→ Supplied passage:
[Kamailio-Users] [Kamailio-Devel] 1.4.0 release plans, project matters

Mark Sayer datapipes at avtb.co.nz
Tue Aug 5 01:25:42 CEST 2008


Wow ! Well said and as one of those users with a business that 
depends on OpenSER, I agree completely.

Mark

At 10:56 a.m. 05/08/2008, Alex wrote:
>I would strongly concur with Darren here on all counts.
>
>I don't, of course, have any sort of inside perspective as I am not
>involved in development, so I can't presume to judge the merits or
>veracity of the various justifications given for this adventure.  Apart
>from Bogdan-Andrei's brief treatment of the subject, explanations
>haven't been particularly forthcoming to the community;  this seems to
>be a back-room affair that is still playing out.
>
>There are, certainly, times in the life of an open-source project where
>a code fork may be justifiable;  irreconcilable differences over
>development methodologies, project management practices, and overall
>design philosophy and direction/roadmap may figure into these.  Also,
>what Bogdan-Andrei has put forth concerning his freedom to pursue this
>undertaking in light of prevailing and officially codified open-source
>precepts is factually valid and logically ostensible.

→ Stored dataset items:

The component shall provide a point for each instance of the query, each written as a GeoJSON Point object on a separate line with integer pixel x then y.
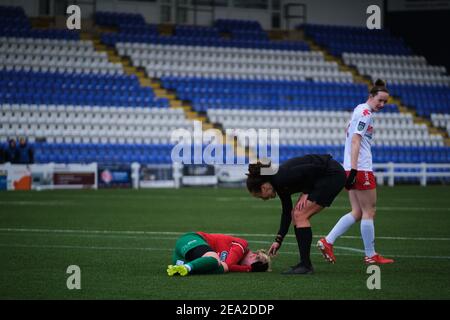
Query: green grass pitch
{"type": "Point", "coordinates": [122, 241]}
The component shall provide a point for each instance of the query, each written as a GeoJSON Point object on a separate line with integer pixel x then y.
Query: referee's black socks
{"type": "Point", "coordinates": [304, 239]}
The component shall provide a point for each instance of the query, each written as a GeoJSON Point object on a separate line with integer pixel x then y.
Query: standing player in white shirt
{"type": "Point", "coordinates": [360, 182]}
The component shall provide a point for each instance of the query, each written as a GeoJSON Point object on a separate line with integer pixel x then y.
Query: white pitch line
{"type": "Point", "coordinates": [125, 232]}
{"type": "Point", "coordinates": [6, 245]}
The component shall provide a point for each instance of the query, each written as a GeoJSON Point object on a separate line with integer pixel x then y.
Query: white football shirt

→ Parts of the exercise:
(A) Copy the whole stored dataset listing line for line, without changing any wording, and omit the pictures.
(B) Carry on the mailing-list message about the Kamailio 1.4.0 release plans, starting after its last sentence.
The mailing-list message and the listing come from separate, unrelated sources.

→ Exercise responses:
(A)
The component shall provide a point for each instance of the query, each written as a GeoJSON Point object on a separate line with integer pixel x then y.
Query: green grass pitch
{"type": "Point", "coordinates": [122, 241]}
The component shall provide a point for each instance of the query, each written as a GeoJSON Point object on a separate line with integer pixel x then y.
Query: referee's black socks
{"type": "Point", "coordinates": [304, 239]}
The component shall provide a point for each instance of the query, each written as a GeoJSON Point object on a separate line with integer pixel x then y.
Query: standing player in white shirt
{"type": "Point", "coordinates": [360, 182]}
The component shall provide a point for each instance of the query, each written as a GeoJSON Point object on a separate line with integer pixel x then y.
Query: white pitch line
{"type": "Point", "coordinates": [125, 232]}
{"type": "Point", "coordinates": [6, 245]}
The component shall provide a point for each instance of the query, each written as a GeoJSON Point object on a separate line with integer pixel x then y.
Query: white football shirt

(B)
>
>Now, that having been said, from the perspective of a user contemplating
>the adoption of OpenSER in a serious industrial application, or worse, a
>businessperson who has sunk substantial investment into deployment of
>OpenSER, this is really, really bad.
>
>Much of the value of open-source projects comes from the fact that
>despite the range of political characteristics potentially colouring the
>development and its management (from profoundly hierarchical, as in the
>case of the Linux kernel, to rather loose coupled and organic, as seems
>to be the case with OpenSER), comes from certain rational expectations
>that one holds regarding their security, stability, consistency and
>continuity.  Industry is just as afraid of "fly-by-night" open source
>packages as it is of fly-by-night vendors that may not be around tomorrow.
>
>Generally, when one chooses to invest in a rather serious and evolving
>open-source solution like OpenSER, one expects the following things:
>
>1. The project will be around next year, more or less in its present state.
>
>2. Its development is coloured by a relatively consistent methodology;
>even if the original core developers no longer contribute heavily to the
>code base itself, their oversight, direction, vision, method and
>quality-control is realised in the activities of those to which that
>work has been delegated.
>
>The sources of that direction and influence must be relatively cohesive
>and clearly identifiable.
>
>3. In the case of something relatively low-level and niche like OpenSER,
>a thriving ecosystem of first and third-party contributors and vendors
>of commercial support must exist.  Nobody is going to trail-blaze
>without any sense of reliance on anybody in particular.  This heavily
>depends on #2, and on the consistency of the project as a unitary thing.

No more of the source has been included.